Passage for review ->
↓
Chlamydial gene expression and translation during productive and non-productive growth.

摘要

Chlamydia is an obligate, intracellular bacterial pathogen that causes a wide range of diseases in both humans and animals. Chlamydia undergoes a developmental cycle that alternates between an infectious, metabolically inert form, the elementary body (EB), and a non-infectious, metabolically active form, the reticulate body (RB). Additionally, Chlamydia can readily enter a nonproductive growth state, termed persistence, which confers some resistance towards varied stresses. Persistent chlamydiae are viable but do not divide and have aberrant morphology. Because of this life cycle and obligate dependence on a host cell, no stable transformation system has been developed. The inability to target genes for disruption and to subsequently select these mutants renders this organism refractory to typical molecular experimental approaches. However, recent advances in gene expression assays, including quantitative RT-PCR and microarray, coupled with the sequencing of several chlamydial genomes, have facilitated studies of chlamydial microbiology. Data presented in this study have furthered our understanding of both developmental gene expression and regulation and gene expression changes that occur during persistence. An analysis of two developmentally-regulated paralogous operons showed that they have similar promoter structures, implicating the same sigma factor in controlling their expression. Using novel methodological and analytical approaches, I have shown that genomic normalization is the preferred method of analyzing gene expression data. This approach has led to the novel finding that, during IFNgamma-mediated persistence, chlamydial gene expression becomes dysregulated as evidenced by a global increase in transcription across the chromosome. The normal mechanisms used to control developmental gene expression do not appear to operate during this persistent state, and this effect is likely due to inefficient translation. Collectively, data presented here have significantly altered the ways in which researchers consider chlamydial developmental gene regulation during both productive and non-productive growth states.
↑
Extracted entries ->
↓
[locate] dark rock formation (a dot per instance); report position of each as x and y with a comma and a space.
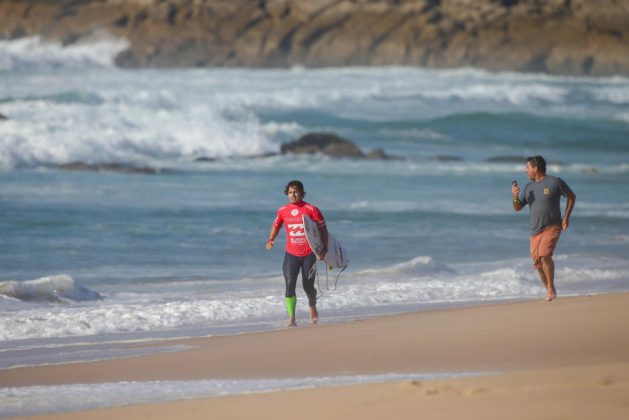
↑
↓
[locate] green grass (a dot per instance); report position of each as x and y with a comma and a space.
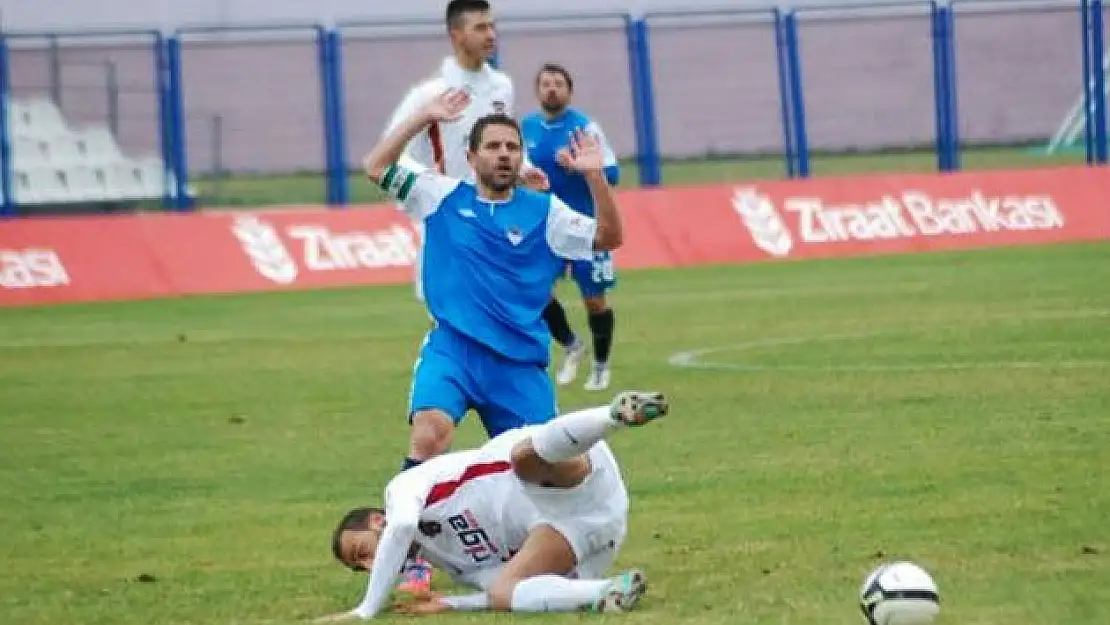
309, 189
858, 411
↑
Your objective -> Do these statements agree with the abstract on chlamydial gene expression? Answer yes or no for each, and quote the words that decide it. 1. Persistent chlamydiae divide but have aberrant morphology. 2. The elementary body is the infectious form of Chlamydia. 3. During IFNgamma-mediated persistence, chlamydial transcription decreases across the chromosome.

Task output ->
1. No: "Persistent chlamydiae are viable but do not divide and have aberrant morphology."
2. Yes: "an infectious, metabolically inert form, the elementary body (EB)"
3. No: "a global increase in transcription across the chromosome"